(Excerpt from a dataset)
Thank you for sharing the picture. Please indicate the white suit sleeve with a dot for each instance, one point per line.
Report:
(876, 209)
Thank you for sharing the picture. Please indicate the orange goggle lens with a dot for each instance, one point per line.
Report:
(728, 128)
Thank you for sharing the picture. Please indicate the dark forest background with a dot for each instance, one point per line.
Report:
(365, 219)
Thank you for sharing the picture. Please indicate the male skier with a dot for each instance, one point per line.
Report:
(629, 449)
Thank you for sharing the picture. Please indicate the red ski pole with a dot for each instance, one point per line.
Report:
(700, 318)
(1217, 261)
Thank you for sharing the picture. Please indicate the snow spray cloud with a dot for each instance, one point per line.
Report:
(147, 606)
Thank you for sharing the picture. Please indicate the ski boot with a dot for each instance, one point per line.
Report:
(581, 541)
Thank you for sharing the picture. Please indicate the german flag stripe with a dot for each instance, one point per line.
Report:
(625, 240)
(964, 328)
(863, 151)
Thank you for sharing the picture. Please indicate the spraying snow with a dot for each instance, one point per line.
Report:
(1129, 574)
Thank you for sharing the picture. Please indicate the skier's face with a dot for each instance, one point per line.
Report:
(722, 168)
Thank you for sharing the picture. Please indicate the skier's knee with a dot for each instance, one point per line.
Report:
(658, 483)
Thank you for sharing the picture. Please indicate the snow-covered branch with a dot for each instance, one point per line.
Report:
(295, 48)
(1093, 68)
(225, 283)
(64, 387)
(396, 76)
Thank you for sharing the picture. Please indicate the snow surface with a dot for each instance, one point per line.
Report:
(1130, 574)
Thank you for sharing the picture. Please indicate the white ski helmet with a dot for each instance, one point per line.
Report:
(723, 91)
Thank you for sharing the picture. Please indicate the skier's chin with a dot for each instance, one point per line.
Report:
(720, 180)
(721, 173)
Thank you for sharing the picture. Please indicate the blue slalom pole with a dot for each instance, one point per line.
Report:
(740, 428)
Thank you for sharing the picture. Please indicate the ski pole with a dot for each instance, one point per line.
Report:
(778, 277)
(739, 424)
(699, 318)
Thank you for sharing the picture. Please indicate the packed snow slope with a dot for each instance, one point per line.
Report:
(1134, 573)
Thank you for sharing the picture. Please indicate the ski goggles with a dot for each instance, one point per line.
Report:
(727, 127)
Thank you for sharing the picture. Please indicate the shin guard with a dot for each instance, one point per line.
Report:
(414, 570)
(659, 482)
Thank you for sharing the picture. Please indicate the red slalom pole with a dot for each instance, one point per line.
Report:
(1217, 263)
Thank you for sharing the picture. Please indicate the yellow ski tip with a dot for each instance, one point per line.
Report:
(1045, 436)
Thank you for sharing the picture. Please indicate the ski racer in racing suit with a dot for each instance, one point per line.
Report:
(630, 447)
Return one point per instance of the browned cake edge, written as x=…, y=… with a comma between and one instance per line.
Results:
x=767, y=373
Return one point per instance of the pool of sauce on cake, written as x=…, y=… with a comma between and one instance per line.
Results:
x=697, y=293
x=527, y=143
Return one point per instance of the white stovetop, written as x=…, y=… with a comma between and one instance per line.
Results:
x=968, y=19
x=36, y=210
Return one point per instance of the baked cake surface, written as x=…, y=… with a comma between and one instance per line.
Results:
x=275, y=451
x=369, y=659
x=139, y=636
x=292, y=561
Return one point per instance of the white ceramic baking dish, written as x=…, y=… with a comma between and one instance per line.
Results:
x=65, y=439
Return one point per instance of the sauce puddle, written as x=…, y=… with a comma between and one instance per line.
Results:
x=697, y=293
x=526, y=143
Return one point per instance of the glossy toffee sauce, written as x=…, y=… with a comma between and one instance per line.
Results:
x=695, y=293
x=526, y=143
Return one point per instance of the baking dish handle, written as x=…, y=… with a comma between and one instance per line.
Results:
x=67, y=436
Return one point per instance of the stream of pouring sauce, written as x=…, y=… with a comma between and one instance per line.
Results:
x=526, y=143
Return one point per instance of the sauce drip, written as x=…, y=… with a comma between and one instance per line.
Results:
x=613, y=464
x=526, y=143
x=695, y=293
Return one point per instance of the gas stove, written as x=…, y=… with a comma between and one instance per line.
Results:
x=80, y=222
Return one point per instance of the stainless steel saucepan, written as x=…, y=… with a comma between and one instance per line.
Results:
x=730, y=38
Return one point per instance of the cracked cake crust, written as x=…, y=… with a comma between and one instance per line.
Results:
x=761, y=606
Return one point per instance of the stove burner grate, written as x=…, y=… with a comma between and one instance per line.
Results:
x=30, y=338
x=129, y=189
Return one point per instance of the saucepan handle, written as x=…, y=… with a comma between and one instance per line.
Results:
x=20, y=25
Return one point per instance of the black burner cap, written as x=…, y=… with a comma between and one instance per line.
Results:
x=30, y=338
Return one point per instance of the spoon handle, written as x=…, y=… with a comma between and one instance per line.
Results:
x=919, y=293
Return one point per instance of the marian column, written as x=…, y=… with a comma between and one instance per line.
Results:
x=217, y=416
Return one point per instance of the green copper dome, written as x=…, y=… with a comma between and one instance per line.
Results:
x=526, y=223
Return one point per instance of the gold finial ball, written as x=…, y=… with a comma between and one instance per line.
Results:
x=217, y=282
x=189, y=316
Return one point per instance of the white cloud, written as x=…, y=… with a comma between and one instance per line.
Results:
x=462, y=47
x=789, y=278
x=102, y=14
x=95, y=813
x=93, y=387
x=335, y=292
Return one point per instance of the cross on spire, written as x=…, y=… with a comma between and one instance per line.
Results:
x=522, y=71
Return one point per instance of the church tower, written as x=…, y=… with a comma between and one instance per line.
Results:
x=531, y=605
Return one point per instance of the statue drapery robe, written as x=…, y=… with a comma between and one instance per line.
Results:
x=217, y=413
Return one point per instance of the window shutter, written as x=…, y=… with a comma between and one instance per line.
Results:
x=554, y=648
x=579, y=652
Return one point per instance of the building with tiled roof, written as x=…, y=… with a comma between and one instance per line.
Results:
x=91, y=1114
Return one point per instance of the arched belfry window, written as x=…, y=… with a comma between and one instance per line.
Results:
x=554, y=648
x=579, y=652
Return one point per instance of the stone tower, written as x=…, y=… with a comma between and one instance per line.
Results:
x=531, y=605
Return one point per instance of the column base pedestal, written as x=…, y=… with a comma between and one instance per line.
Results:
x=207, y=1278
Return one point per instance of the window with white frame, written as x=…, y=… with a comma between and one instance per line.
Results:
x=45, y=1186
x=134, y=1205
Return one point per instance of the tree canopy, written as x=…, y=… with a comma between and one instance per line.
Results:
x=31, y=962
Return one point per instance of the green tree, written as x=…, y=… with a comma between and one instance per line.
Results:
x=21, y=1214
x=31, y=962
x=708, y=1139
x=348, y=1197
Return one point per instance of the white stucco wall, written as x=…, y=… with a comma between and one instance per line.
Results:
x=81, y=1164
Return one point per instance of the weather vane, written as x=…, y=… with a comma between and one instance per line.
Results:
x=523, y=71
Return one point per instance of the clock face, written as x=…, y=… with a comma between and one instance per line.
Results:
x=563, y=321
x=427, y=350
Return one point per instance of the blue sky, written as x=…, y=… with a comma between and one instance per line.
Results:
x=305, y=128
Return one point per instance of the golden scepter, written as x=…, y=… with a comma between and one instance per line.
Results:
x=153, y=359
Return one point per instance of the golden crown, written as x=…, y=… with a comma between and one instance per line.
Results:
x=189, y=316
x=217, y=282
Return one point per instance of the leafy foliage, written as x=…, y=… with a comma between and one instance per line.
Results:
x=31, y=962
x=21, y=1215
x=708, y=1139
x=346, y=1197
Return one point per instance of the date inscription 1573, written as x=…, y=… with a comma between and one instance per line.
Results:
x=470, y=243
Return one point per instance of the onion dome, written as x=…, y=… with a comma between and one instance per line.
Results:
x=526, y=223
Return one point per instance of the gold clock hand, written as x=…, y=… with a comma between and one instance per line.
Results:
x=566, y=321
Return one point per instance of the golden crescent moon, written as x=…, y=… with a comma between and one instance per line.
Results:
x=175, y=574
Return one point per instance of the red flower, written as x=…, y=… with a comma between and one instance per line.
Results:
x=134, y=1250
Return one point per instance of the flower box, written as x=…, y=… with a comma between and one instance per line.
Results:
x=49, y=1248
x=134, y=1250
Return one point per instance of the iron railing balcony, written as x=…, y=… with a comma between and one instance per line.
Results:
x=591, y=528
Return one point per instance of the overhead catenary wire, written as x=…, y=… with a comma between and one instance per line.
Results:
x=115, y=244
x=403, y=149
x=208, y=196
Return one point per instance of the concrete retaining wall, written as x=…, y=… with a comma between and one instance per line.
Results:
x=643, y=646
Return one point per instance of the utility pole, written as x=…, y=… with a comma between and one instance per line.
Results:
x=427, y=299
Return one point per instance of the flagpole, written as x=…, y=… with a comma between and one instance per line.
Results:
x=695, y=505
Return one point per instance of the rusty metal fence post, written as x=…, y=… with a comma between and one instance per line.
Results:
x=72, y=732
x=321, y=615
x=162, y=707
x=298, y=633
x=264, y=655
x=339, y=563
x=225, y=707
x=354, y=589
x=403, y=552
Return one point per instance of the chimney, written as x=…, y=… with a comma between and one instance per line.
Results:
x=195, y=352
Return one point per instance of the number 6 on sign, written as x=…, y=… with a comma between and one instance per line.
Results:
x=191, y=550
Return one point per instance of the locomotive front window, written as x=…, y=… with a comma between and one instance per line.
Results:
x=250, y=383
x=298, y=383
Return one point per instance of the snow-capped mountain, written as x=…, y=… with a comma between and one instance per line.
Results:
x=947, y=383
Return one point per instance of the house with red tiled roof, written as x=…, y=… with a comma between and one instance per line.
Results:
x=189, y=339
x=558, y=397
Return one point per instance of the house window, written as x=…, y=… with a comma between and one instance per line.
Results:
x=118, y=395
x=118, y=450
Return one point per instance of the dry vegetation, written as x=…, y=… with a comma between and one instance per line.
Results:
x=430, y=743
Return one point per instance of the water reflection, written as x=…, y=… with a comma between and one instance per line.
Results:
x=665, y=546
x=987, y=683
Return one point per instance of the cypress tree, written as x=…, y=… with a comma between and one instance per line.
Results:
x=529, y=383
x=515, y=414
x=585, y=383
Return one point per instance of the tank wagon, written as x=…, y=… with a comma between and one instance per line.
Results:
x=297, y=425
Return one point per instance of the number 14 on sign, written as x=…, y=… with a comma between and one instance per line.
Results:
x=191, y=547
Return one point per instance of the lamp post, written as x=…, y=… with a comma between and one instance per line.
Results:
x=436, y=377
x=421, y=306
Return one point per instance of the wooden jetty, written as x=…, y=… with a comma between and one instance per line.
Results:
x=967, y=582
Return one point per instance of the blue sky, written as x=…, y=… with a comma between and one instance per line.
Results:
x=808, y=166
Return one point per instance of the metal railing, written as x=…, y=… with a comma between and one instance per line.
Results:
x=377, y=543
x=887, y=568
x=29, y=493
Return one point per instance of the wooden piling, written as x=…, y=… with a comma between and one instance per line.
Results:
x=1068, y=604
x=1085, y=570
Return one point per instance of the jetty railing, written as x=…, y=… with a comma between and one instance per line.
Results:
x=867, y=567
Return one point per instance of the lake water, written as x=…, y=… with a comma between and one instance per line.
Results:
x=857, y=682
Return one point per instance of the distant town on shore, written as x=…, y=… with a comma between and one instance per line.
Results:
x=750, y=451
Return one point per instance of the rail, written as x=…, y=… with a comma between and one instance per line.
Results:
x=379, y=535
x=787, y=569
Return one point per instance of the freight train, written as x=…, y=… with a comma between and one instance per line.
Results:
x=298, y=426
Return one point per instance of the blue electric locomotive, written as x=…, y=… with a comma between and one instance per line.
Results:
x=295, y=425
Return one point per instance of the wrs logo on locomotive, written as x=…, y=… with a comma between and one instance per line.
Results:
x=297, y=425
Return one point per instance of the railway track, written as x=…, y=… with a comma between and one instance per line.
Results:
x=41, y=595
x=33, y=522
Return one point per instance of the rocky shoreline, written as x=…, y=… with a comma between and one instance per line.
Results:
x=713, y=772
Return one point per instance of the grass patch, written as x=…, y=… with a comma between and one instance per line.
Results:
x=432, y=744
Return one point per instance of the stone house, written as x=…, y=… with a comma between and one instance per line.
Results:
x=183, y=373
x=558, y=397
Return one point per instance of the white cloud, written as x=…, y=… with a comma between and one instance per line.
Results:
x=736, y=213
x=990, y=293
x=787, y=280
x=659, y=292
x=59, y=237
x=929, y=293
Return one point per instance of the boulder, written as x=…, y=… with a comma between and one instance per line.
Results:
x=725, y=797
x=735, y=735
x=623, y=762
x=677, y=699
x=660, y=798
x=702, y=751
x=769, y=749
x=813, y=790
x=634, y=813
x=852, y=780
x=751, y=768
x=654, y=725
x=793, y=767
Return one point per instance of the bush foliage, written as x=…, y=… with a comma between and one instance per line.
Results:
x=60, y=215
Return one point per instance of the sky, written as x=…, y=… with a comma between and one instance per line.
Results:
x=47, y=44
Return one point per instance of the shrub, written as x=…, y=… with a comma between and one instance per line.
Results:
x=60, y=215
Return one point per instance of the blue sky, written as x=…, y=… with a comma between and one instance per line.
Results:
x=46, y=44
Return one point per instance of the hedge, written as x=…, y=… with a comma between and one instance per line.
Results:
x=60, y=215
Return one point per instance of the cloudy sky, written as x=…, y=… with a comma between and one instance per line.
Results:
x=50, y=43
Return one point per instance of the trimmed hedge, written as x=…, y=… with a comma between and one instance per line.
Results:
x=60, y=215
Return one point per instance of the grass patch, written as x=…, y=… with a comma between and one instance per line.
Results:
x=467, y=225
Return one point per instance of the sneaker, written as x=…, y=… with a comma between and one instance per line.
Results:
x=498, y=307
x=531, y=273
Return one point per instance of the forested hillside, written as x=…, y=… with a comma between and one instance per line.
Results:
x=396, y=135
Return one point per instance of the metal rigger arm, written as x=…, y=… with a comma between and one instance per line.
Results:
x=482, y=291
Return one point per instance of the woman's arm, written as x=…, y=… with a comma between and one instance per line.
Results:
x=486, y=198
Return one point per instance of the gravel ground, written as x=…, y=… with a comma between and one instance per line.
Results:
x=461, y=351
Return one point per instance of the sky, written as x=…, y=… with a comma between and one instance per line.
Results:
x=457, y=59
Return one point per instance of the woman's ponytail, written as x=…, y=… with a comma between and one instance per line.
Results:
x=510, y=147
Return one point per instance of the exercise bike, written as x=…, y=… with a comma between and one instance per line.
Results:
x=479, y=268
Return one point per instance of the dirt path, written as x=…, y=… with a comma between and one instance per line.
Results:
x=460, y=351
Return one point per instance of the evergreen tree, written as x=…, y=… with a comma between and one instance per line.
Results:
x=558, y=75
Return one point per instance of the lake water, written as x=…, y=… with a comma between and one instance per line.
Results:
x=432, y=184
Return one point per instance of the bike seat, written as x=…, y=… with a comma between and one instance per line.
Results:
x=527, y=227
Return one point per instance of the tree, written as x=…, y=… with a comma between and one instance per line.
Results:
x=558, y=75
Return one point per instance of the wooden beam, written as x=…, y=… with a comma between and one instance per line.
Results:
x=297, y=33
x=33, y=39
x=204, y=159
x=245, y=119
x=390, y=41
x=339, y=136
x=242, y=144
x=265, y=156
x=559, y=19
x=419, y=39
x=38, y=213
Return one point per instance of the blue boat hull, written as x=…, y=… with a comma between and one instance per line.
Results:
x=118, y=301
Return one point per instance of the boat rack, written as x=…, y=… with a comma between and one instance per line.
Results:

§ Exercise requirements
Output the lines above, from the line containing "Return one point per instance of the number 6" through the line containing "x=987, y=683", as a JSON list of strings with one string per line and blank lines left out.

§ Task result
[
  "Return one point per instance of the number 6 on sign, written as x=…, y=… with a comma between and one instance per line.",
  "Results:",
  "x=191, y=550",
  "Return one point per instance of the locomotive front window, written as x=…, y=… with a comma between and one instance per line.",
  "Results:",
  "x=250, y=383",
  "x=298, y=383",
  "Return one point per instance of the snow-capped mountain, written as x=…, y=… with a comma between and one instance per line.",
  "Results:",
  "x=947, y=383",
  "Return one point per instance of the house with red tiled roof, written as x=…, y=… with a comma between and one instance per line.",
  "Results:",
  "x=189, y=339",
  "x=558, y=397",
  "Return one point per instance of the house window, written as x=…, y=… with a comma between and one instance per line.",
  "Results:",
  "x=118, y=395",
  "x=118, y=450",
  "Return one point per instance of the dry vegetation, written as x=…, y=… with a comma between and one instance per line.",
  "Results:",
  "x=430, y=743",
  "Return one point per instance of the water reflection, written as x=…, y=… with a comma between and one instance per line.",
  "Results:",
  "x=665, y=546",
  "x=987, y=683"
]